__ASSIGNMENT__
Beginning with the line that holds "Annotation task — pin every instance of the dark", please retype each line through the end of the listing below, both ends included, and nothing more.

====== GIVEN ENTRIES ======

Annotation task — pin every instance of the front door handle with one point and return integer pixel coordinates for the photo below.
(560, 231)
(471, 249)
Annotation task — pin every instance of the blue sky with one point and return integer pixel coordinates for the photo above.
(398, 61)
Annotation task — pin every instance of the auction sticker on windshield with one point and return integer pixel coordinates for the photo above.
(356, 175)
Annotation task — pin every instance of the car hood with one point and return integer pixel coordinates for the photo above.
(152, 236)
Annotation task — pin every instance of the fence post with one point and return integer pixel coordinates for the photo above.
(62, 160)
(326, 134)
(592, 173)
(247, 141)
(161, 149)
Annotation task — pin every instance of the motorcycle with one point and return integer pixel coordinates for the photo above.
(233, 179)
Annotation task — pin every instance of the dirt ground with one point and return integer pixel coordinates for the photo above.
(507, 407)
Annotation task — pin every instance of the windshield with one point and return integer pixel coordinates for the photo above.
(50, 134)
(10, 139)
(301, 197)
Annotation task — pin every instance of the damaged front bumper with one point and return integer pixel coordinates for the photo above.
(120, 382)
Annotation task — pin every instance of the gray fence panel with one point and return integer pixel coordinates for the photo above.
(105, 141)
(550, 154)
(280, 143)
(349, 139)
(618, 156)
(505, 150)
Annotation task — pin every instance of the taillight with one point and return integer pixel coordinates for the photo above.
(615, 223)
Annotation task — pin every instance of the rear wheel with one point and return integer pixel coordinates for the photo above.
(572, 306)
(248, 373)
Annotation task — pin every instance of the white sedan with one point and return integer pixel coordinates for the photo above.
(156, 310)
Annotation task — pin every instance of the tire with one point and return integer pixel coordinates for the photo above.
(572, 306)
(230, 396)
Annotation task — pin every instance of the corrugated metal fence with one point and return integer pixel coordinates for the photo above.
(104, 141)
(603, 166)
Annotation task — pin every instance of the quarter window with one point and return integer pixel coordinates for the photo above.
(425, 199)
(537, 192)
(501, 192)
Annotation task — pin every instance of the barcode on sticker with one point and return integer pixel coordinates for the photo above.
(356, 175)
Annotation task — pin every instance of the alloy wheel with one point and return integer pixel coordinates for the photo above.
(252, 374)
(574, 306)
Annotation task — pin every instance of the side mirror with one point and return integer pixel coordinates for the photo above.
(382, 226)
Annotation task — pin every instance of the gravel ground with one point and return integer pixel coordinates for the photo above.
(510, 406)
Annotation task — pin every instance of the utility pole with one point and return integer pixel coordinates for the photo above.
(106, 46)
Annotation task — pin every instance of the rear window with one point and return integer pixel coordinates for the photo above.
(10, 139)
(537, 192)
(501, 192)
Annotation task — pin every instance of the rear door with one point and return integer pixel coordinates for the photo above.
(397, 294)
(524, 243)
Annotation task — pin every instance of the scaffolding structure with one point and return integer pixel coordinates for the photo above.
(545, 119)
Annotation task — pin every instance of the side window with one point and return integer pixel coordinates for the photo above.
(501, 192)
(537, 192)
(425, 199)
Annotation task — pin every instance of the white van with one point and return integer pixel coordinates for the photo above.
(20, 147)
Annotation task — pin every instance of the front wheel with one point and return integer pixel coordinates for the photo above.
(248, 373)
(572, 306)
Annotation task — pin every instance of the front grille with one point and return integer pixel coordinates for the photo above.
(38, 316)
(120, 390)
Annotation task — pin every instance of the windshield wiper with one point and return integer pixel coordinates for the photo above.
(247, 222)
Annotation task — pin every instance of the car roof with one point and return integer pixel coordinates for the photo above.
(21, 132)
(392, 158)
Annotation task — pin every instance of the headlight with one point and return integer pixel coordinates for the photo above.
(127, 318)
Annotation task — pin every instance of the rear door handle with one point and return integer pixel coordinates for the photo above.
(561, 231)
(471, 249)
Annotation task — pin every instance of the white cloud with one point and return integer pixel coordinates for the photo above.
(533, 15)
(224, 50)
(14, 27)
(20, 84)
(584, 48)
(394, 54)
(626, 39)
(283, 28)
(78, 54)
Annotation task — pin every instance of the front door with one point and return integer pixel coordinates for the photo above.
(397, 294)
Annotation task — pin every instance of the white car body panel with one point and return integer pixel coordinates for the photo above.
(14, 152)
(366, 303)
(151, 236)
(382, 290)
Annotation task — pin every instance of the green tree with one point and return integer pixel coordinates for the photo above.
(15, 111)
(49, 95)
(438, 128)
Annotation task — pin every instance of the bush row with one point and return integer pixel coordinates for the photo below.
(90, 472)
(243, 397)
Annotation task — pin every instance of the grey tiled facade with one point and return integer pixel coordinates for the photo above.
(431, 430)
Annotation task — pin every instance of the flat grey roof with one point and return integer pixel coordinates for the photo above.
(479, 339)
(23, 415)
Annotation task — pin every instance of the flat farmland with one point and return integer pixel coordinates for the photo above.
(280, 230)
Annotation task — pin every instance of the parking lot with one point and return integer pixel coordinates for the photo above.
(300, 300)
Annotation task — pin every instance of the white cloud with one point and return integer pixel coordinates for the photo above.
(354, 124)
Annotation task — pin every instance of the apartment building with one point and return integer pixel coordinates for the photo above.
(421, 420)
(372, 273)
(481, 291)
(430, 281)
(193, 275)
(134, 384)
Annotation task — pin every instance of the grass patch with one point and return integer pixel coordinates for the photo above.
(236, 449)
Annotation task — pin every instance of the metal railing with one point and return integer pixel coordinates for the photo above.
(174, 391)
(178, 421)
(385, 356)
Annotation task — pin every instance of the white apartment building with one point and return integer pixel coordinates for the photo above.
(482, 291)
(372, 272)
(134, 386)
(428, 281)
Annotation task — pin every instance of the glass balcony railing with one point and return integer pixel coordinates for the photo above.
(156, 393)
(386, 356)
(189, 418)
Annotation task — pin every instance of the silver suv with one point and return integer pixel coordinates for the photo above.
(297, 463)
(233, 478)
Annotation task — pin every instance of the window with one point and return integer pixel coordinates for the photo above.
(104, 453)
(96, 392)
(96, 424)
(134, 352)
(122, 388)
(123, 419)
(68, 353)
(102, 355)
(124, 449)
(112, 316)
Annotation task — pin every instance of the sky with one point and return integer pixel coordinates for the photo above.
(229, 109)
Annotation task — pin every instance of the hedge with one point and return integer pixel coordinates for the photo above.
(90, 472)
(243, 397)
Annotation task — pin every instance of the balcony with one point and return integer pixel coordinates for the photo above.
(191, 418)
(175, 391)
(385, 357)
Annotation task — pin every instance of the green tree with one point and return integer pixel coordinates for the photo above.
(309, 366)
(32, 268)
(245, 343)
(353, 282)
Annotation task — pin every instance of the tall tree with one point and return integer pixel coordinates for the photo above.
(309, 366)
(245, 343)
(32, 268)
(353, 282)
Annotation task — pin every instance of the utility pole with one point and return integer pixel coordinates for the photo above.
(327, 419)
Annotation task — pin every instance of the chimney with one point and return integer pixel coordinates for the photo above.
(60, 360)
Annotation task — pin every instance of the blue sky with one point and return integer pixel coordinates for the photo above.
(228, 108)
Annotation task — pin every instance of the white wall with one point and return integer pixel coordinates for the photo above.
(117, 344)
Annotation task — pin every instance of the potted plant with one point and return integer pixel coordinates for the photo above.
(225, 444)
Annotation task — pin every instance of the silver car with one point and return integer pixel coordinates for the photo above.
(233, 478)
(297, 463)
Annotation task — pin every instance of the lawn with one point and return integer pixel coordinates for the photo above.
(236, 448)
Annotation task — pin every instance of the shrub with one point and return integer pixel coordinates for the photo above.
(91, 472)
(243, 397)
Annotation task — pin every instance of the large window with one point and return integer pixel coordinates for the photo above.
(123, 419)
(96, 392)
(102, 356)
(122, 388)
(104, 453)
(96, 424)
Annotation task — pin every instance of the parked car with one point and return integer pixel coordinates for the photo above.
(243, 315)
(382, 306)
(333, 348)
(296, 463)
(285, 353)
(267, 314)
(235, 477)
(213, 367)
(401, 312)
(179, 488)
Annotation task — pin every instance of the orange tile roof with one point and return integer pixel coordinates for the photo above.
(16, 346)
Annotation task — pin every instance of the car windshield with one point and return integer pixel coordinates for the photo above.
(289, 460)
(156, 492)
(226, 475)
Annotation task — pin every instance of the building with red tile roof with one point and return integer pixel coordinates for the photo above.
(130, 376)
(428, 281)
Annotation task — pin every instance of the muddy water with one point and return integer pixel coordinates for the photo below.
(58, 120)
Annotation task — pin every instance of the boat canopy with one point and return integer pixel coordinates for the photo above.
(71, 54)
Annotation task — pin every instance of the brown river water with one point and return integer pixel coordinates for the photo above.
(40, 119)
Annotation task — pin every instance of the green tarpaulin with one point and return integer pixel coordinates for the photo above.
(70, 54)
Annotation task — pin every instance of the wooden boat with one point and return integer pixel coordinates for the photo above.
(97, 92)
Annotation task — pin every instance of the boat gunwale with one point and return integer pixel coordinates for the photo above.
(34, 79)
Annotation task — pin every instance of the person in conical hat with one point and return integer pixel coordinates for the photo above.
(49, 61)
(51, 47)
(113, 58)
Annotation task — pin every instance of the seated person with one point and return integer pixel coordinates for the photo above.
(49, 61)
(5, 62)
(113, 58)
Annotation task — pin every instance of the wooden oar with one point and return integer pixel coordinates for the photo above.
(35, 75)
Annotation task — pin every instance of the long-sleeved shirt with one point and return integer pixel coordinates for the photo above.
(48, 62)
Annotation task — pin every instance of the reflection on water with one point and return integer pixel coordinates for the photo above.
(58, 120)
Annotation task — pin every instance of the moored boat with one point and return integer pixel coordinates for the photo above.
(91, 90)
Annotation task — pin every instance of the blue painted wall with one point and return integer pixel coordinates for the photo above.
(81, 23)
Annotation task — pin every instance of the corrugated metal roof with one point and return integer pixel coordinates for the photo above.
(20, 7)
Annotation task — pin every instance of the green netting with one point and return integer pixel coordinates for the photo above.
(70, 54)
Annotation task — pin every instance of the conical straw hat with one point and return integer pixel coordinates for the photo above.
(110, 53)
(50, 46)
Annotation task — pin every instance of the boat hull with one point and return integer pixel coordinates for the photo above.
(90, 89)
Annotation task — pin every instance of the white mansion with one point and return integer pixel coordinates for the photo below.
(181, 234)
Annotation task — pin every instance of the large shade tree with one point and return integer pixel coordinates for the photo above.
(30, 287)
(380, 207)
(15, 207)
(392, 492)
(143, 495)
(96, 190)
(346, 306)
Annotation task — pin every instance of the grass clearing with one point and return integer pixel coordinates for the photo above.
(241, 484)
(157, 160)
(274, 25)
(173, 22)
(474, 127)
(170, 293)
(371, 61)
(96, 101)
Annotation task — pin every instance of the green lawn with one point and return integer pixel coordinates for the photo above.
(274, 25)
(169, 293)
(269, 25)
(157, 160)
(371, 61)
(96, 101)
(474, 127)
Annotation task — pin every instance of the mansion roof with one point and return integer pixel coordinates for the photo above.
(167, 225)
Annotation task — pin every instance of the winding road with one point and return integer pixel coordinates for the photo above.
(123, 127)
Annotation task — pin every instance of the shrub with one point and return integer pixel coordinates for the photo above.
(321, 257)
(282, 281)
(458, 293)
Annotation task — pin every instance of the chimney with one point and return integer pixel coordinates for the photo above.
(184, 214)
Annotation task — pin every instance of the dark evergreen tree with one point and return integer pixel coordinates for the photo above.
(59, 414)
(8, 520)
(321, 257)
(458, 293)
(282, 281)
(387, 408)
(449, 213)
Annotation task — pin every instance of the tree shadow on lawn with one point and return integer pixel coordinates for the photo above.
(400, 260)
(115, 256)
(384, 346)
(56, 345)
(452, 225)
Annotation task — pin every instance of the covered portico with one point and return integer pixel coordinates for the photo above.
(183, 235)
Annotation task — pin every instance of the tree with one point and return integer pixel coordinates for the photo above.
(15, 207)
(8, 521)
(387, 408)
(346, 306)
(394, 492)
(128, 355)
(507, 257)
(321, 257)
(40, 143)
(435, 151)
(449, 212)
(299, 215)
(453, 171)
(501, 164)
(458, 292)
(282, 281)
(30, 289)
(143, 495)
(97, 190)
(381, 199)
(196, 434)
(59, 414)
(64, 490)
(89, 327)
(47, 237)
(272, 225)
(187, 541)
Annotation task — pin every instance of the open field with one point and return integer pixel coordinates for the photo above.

======

__TASK SOLUTION__
Annotation task — pin every instance of the dark evergreen tree with one point and return integer pixel coordinates for the photo above.
(59, 414)
(8, 520)
(321, 257)
(458, 293)
(282, 281)
(387, 408)
(449, 213)
Annotation task — pin every instance of the tree shadow on lawn with one point and return integer pixel coordinates for the photo above.
(400, 260)
(115, 256)
(384, 346)
(56, 345)
(452, 225)
Annotation task — pin every instance of the covered portico with one point and return integer pixel coordinates for the photo above.
(183, 235)
Annotation task — pin every instance of the tree with one point and return integer pixel coordinates for the photo above.
(15, 207)
(8, 521)
(387, 408)
(346, 306)
(394, 492)
(128, 355)
(507, 257)
(321, 257)
(40, 143)
(435, 151)
(449, 212)
(299, 215)
(453, 171)
(501, 164)
(458, 292)
(282, 281)
(30, 289)
(143, 495)
(97, 190)
(381, 199)
(196, 434)
(59, 414)
(64, 490)
(89, 327)
(47, 237)
(272, 225)
(187, 541)
Annotation task — pin every instance of the open field with one point and return integer pixel coordinates for the photo above.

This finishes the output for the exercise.